Work to do
Using the entries below, output exactly the line containing "Spot the crouching" and all lines that follow it to the end.

Data for the task
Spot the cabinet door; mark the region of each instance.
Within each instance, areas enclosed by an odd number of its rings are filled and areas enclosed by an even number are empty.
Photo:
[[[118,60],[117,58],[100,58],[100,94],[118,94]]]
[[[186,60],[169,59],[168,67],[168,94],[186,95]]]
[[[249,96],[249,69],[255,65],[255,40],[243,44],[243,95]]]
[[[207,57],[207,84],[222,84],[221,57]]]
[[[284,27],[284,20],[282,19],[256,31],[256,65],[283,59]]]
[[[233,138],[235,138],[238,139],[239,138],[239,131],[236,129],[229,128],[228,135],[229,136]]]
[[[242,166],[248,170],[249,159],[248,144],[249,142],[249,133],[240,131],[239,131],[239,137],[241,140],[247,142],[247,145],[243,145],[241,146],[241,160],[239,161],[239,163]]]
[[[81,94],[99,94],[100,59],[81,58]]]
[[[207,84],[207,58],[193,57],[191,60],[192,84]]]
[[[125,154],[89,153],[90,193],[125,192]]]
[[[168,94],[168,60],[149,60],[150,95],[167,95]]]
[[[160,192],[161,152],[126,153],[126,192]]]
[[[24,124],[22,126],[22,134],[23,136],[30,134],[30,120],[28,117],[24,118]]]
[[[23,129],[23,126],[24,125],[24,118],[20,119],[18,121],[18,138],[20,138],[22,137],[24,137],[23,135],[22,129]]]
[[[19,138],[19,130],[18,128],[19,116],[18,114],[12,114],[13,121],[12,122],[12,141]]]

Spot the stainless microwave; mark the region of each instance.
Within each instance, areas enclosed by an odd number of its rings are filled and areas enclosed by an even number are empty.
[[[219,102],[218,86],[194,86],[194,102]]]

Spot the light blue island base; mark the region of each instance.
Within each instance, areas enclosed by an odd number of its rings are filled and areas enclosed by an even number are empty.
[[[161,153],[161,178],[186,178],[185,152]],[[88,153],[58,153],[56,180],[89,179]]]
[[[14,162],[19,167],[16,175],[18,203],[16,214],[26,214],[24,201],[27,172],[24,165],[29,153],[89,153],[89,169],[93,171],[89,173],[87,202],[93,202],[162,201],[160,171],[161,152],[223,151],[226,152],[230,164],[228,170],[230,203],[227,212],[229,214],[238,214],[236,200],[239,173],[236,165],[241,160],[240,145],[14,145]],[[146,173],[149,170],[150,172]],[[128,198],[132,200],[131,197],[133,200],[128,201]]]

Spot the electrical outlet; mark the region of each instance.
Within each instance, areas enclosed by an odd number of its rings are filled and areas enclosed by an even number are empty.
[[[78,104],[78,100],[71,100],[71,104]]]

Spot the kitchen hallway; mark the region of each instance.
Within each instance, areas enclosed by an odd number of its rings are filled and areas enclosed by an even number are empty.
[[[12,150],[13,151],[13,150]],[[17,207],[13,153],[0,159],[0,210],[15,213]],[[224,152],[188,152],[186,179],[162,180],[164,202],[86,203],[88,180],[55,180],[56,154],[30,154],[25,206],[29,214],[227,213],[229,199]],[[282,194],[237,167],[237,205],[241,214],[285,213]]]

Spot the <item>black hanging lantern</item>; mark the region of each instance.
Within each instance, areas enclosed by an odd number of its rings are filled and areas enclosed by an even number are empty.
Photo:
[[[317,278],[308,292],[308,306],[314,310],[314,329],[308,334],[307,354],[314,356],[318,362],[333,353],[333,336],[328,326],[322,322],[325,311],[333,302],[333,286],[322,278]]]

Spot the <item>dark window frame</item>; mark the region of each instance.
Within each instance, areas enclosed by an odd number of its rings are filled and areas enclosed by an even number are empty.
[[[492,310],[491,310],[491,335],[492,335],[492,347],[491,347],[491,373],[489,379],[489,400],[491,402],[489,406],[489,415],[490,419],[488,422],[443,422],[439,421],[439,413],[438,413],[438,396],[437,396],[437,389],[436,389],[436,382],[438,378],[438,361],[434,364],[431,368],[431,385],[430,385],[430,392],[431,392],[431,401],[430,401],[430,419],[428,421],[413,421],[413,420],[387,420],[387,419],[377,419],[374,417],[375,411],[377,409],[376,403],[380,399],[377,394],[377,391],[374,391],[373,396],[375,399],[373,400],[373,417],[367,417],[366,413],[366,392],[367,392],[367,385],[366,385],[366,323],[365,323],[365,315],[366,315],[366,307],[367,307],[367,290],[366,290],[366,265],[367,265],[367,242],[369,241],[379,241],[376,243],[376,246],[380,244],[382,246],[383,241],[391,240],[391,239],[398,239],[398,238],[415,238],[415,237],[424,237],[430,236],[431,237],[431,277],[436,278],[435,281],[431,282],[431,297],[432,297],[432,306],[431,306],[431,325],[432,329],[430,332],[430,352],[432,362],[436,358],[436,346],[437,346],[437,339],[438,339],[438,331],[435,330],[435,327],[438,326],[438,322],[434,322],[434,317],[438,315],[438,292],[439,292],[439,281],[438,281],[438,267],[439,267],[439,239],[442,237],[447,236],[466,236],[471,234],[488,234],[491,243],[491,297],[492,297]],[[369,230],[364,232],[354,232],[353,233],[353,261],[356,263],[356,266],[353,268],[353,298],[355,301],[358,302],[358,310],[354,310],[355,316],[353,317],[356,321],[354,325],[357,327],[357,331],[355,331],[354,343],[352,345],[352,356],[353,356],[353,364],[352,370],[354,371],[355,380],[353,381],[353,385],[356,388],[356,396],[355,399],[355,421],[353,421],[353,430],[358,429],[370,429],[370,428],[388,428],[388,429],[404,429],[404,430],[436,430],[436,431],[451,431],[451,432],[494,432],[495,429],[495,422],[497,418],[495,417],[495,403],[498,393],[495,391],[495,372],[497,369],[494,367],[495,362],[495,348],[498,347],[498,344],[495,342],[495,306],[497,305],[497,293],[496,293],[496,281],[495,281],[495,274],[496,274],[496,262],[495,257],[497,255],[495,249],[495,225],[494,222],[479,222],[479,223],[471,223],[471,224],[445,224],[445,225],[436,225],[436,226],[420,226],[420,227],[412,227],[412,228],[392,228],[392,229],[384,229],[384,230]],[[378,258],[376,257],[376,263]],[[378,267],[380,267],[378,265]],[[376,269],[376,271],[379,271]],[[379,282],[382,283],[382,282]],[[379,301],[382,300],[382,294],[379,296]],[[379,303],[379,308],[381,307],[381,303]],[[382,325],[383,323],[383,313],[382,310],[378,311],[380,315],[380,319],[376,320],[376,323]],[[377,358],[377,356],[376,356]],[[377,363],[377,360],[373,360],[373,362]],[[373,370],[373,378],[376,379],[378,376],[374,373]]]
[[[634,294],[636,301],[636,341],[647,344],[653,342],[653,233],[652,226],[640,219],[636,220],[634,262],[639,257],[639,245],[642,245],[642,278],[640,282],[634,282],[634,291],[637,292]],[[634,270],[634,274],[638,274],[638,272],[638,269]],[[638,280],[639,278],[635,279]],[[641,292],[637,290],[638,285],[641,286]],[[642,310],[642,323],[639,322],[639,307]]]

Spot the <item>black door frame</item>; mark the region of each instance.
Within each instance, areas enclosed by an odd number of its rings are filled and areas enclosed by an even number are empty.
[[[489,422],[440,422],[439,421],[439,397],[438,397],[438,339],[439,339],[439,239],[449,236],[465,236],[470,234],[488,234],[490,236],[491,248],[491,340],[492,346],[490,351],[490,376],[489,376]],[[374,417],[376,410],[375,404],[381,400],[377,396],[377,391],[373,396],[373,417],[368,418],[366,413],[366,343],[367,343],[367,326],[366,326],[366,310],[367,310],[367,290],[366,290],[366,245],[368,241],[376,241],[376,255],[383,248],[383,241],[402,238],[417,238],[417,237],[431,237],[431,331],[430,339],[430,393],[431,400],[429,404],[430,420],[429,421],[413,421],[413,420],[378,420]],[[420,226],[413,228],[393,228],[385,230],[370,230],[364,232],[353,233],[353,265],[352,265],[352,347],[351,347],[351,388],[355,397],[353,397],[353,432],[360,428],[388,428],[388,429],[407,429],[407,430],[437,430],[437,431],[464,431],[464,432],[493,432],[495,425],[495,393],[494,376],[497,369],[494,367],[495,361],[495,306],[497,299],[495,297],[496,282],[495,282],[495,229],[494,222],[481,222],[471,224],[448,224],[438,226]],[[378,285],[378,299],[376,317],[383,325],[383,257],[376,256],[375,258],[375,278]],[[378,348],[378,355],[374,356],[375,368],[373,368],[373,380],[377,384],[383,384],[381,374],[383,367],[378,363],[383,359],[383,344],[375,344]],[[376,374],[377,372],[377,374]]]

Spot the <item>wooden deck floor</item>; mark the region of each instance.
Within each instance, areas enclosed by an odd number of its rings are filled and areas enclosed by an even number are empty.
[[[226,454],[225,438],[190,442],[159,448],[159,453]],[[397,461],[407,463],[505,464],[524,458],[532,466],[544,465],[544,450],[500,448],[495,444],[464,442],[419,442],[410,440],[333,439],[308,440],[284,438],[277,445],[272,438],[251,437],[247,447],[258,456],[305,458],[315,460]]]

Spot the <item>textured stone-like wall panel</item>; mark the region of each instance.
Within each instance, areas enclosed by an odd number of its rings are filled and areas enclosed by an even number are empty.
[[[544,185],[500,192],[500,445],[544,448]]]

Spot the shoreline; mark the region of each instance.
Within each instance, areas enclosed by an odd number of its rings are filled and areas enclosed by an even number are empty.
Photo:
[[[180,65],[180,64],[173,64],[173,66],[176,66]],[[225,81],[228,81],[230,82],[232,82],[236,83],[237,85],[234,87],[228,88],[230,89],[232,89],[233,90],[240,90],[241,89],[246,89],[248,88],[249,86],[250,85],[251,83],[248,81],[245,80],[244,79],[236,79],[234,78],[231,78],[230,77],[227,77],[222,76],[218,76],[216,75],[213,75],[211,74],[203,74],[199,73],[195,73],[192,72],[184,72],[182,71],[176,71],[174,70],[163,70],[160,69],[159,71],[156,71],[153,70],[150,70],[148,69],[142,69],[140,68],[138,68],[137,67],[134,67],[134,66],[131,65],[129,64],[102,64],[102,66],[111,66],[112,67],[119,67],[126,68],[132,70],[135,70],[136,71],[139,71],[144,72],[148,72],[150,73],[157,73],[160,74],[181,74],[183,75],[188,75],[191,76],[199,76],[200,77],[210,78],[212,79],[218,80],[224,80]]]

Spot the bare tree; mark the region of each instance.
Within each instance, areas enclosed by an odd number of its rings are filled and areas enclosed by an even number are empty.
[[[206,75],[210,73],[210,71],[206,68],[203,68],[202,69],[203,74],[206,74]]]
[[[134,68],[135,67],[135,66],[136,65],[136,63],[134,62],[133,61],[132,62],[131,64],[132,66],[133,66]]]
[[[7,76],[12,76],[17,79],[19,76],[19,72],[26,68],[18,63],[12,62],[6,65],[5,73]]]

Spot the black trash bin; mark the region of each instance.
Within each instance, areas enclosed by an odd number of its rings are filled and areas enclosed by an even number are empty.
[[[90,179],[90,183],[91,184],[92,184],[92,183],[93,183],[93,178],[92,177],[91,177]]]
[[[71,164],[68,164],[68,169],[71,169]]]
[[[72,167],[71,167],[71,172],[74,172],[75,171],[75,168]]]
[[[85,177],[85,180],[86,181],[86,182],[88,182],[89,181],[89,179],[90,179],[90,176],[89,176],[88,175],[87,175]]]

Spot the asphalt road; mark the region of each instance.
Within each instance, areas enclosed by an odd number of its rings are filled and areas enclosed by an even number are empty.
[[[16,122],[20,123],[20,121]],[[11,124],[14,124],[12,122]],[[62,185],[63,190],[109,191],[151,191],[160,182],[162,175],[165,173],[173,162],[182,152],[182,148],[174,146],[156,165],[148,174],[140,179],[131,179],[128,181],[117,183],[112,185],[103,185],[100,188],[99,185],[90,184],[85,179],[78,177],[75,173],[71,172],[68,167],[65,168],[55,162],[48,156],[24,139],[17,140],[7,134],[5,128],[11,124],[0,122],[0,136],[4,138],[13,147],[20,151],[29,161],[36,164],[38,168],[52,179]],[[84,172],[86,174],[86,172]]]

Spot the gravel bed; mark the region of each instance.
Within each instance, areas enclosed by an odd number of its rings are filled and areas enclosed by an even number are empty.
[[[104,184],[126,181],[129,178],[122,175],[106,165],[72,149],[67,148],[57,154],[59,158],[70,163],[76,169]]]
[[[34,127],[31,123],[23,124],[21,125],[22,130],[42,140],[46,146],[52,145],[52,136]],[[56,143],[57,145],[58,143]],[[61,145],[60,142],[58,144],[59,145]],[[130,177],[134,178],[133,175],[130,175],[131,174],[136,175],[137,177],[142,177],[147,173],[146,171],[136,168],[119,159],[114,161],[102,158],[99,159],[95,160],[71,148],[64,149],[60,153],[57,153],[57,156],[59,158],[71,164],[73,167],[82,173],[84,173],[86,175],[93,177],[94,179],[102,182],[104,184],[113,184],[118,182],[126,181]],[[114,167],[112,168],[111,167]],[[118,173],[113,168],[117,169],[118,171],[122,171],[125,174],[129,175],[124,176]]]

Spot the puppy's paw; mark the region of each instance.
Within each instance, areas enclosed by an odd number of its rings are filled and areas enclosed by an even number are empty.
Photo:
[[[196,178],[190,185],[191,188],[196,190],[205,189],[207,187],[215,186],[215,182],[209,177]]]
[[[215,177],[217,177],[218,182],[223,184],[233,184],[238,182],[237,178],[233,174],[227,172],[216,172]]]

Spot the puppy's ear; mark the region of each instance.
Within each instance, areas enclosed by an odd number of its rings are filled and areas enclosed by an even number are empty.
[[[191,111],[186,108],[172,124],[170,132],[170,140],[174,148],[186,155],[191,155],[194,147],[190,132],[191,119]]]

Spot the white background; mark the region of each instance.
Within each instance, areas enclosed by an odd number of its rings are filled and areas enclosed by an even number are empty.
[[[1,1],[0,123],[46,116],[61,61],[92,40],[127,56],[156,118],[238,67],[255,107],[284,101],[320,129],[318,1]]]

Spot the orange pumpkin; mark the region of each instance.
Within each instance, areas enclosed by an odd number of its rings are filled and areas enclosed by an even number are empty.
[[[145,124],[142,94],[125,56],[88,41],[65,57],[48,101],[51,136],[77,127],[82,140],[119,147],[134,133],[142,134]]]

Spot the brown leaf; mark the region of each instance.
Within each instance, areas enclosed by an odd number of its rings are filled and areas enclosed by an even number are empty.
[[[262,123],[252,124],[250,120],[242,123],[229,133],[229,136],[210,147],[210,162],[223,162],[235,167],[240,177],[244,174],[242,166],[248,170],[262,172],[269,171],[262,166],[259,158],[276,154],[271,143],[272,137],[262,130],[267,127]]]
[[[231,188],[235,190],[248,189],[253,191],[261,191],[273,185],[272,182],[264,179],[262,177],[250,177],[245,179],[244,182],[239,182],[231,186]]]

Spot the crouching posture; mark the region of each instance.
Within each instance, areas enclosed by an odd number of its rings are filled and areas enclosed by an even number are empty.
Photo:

In response
Spot the crouching posture; mark the region of each instance.
Within each instance, areas enclosed by an odd number of its rings are filled and areas enclosed by an even number are empty.
Photo:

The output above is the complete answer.